▶ [INSTRUCTIONS TO FOLLOW]:
Copy the Reset Australia statement starting at the words "The Australian affiliate" and stopping after "all they see.", substituting "technology companies" for "tech giants".

▶ [SUPPLIED PASSAGE]:
#####

Social media giants need new rules that meet Australian community expectations, says Reset Australia.
"It's time for social media to grow up and accept public oversight is coming," said Chris Cooper, executive director of Reset Australia.
"Regardless of how we use social media, or whether we use it at all – we are all affected by the current lack of accountability."
The Australian affiliate of a global initiative to counter digital threats to democracy backs the Australian Competition and Consumer Commission's call for new rules about how the platforms can operate, sparked after the tech giants closed Donald Trump's social media accounts.
"Regulating social media is a tricky policy issue. But if we start from a position that these decisions shouldn't be left to a few tech billionaires with no accountability then we're on the right path."
Mr Cooper said the likes of Facebook, YouTube and Twitter are not neutral platforms or democratic public squares, but curated spaces where algorithms supercharge sensational and conspiratorial content to keep audiences engaged for longer.
"Social media has supercharged conspiracy theories and misinformation, pushing some of people into echo chambers where false information is all they see.
"We don't have oversight on how these algorithms operate, only that they amplify the most sensationalist content to keep us online and keep the platforms making mega bucks from our engagement."
New rules for social media need to come with greater transparency and understanding of how these algorithms operate and the extent of misinformation and hate speech online.
"Only the platforms have a bird's eye view of how the algorithms work, and what content is getting amplified. We need a regulatory body with the power and access to audit these algorithms so that we can begin to understand how exactly they operate and how they can meet community expectations."

#####

▶ [GIVEN DATA]:

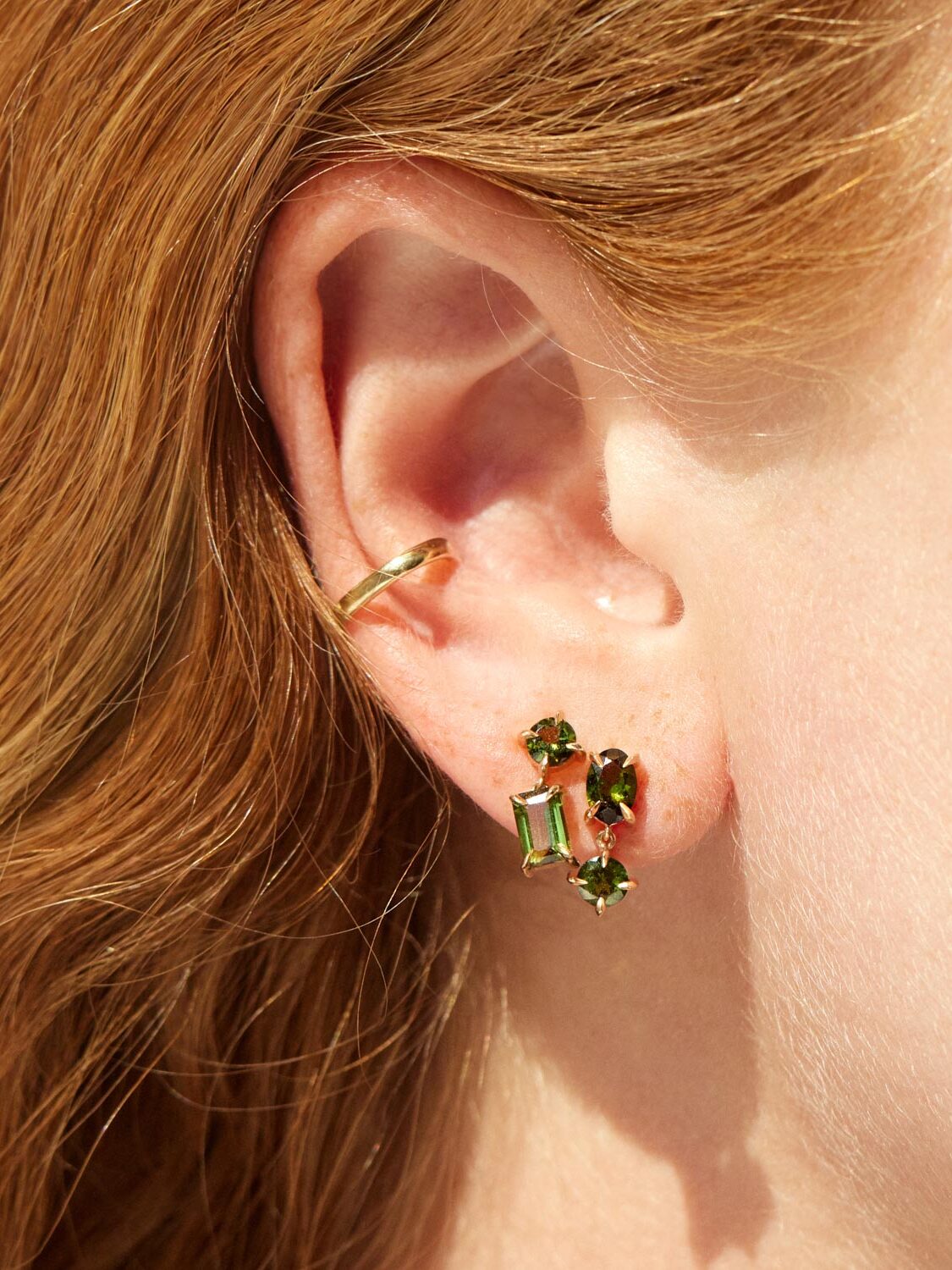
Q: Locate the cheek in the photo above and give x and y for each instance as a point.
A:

#####

▶ [FINAL ANSWER]:
The Australian affiliate of a global initiative to counter digital threats to democracy backs the Australian Competition and Consumer Commission's call for new rules about how the platforms can operate, sparked after the technology companies closed Donald Trump's social media accounts.
"Regulating social media is a tricky policy issue. But if we start from a position that these decisions shouldn't be left to a few tech billionaires with no accountability then we're on the right path."
Mr Cooper said the likes of Facebook, YouTube and Twitter are not neutral platforms or democratic public squares, but curated spaces where algorithms supercharge sensational and conspiratorial content to keep audiences engaged for longer.
"Social media has supercharged conspiracy theories and misinformation, pushing some of people into echo chambers where false information is all they see.